__RECORDS FOR THE EXERCISE__.

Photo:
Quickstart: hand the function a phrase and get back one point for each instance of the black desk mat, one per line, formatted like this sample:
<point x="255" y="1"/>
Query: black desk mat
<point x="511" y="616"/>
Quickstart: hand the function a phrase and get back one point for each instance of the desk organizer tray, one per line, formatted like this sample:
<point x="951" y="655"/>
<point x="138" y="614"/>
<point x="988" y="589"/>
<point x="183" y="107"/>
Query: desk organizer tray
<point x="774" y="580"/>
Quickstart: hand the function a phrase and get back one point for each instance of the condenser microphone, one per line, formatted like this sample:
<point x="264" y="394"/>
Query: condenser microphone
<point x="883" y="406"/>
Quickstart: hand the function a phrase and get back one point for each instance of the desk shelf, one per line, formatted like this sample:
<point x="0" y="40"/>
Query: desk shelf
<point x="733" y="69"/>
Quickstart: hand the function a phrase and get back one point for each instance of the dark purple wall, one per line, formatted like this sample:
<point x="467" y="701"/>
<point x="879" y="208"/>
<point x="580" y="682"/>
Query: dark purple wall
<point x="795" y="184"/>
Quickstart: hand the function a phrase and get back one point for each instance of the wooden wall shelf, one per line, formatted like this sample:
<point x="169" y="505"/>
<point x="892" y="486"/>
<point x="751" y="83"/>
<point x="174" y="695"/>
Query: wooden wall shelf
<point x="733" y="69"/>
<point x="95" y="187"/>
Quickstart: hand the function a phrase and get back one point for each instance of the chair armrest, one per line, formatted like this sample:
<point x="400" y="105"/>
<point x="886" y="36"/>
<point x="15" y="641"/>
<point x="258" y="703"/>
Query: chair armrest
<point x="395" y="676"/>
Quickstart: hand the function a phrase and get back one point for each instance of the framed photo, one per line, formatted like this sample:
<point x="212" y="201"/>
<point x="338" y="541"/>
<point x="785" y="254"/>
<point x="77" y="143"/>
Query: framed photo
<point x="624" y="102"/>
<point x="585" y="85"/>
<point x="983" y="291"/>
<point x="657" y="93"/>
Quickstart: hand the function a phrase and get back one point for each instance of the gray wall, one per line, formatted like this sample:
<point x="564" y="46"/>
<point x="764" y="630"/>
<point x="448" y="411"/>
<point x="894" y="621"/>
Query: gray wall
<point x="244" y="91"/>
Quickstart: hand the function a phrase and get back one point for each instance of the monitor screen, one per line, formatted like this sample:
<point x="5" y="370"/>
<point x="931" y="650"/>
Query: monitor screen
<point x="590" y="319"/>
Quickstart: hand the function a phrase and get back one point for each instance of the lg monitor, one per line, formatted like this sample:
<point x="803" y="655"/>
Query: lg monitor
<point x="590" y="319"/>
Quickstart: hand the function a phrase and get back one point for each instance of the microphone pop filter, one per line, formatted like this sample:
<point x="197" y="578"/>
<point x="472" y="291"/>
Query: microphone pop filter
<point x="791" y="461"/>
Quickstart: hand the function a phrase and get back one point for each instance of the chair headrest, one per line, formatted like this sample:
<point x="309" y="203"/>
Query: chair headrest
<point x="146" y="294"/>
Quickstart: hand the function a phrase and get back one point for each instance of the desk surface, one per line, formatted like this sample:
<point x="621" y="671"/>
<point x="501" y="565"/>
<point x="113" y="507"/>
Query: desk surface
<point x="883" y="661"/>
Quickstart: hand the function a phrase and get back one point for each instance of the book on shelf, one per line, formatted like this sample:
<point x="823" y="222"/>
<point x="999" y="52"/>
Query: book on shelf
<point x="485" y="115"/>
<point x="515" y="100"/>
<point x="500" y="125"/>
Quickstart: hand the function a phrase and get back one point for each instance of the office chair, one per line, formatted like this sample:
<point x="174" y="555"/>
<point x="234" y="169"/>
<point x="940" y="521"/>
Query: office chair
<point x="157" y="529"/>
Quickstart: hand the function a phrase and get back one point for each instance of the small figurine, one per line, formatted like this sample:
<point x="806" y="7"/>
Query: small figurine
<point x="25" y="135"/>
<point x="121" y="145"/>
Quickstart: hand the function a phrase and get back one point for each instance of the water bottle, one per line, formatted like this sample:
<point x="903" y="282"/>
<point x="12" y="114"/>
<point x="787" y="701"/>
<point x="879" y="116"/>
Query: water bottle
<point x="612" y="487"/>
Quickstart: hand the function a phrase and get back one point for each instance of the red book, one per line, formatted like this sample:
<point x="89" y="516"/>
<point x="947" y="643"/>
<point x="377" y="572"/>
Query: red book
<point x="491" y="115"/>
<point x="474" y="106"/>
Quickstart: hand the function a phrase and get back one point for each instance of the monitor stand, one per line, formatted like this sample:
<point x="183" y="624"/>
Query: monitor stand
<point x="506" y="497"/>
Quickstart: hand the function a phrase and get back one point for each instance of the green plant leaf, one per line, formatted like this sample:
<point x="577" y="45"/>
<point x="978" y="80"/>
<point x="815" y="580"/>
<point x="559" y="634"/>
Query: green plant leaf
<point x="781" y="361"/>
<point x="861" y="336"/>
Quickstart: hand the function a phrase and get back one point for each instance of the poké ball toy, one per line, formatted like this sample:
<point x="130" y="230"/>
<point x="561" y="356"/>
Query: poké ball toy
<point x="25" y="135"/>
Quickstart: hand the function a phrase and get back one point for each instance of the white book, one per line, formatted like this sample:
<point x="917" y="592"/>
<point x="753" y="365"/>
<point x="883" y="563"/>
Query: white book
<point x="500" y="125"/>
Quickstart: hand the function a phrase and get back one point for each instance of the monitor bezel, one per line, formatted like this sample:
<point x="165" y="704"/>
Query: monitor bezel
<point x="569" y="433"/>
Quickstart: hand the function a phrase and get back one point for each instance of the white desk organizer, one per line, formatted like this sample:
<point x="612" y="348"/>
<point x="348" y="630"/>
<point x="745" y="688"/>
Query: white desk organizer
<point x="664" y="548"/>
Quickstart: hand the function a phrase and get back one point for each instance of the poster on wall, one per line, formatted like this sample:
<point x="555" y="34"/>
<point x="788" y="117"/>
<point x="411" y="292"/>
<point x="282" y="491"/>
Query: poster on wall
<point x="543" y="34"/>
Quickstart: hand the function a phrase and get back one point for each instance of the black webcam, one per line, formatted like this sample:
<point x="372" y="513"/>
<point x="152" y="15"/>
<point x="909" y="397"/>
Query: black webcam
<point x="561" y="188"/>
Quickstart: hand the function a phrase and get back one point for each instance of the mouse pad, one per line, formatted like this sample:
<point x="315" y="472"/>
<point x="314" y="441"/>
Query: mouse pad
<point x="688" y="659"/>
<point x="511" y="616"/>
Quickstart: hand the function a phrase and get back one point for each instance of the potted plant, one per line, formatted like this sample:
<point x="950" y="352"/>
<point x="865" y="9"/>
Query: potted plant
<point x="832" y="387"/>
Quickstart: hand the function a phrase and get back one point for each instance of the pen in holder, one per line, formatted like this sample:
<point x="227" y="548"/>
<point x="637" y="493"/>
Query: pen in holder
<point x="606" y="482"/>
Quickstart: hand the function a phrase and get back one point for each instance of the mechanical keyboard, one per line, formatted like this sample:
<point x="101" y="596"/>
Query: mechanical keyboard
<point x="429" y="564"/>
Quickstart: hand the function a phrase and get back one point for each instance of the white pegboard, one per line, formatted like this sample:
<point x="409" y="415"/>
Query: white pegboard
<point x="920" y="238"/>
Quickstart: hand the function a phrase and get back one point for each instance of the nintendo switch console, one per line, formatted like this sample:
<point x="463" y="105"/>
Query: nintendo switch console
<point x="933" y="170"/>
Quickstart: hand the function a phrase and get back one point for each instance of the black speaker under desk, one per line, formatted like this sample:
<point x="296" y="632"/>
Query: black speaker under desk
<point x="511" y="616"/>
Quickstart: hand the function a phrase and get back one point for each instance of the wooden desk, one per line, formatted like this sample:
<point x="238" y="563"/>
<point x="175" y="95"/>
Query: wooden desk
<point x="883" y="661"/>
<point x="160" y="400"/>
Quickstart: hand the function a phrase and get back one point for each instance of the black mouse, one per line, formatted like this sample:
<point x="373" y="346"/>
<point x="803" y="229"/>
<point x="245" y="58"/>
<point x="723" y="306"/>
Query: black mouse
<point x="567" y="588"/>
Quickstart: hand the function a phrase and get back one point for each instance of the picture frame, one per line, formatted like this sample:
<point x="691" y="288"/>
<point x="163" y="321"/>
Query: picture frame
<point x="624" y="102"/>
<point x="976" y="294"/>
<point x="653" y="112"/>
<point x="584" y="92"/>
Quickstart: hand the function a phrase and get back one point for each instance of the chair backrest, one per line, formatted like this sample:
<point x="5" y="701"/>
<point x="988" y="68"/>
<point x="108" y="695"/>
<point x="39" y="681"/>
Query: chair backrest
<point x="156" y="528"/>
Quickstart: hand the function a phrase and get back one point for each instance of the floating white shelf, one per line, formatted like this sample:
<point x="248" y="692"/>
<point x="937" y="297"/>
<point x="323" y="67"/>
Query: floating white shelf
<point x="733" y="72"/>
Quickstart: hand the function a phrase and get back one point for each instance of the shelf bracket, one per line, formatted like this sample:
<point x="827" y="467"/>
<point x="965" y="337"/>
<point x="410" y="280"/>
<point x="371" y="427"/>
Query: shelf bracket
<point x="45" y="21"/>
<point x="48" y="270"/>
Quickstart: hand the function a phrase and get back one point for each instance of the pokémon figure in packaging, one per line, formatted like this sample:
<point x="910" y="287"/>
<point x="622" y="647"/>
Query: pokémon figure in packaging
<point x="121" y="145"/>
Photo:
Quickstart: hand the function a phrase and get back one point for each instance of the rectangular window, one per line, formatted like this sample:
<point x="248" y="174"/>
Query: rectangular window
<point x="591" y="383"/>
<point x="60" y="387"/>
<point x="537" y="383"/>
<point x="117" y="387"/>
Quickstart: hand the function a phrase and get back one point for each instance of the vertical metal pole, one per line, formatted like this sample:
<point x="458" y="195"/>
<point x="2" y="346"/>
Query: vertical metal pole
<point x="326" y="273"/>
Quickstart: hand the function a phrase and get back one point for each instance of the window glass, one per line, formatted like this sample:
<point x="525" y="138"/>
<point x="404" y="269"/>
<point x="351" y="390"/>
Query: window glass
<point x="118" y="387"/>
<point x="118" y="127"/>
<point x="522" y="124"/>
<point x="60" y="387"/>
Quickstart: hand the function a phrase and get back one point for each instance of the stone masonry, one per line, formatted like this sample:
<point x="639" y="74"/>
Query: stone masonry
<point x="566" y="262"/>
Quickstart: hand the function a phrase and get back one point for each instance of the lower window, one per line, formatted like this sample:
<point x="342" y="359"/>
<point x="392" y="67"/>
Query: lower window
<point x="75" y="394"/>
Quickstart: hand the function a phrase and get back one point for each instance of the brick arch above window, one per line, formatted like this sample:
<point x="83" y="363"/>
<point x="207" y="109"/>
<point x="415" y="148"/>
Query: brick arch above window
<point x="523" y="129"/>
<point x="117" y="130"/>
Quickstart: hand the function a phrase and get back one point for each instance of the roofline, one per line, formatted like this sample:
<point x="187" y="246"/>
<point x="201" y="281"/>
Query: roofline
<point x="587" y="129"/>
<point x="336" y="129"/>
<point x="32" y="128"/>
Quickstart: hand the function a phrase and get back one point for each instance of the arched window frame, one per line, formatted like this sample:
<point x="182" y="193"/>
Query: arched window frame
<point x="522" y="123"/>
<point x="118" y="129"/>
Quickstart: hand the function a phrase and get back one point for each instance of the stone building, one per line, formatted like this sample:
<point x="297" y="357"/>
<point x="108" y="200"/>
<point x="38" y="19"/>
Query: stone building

__TASK BRIEF__.
What is asked for is an exact copy of the lines above from the one containing "of the rectangular" through the one containing "of the vertical", and only those.

__EXERCISE RESPONSE__.
Quickstart: hand the function a phrase and get back one point for each instance of the rectangular window, one per line, formatted like this sample:
<point x="248" y="174"/>
Query: rectangular window
<point x="591" y="383"/>
<point x="60" y="387"/>
<point x="537" y="383"/>
<point x="117" y="387"/>
Quickstart: hand the function a phrase and get back one point for each instance of the vertical metal pole, one per line, formatted like this sample:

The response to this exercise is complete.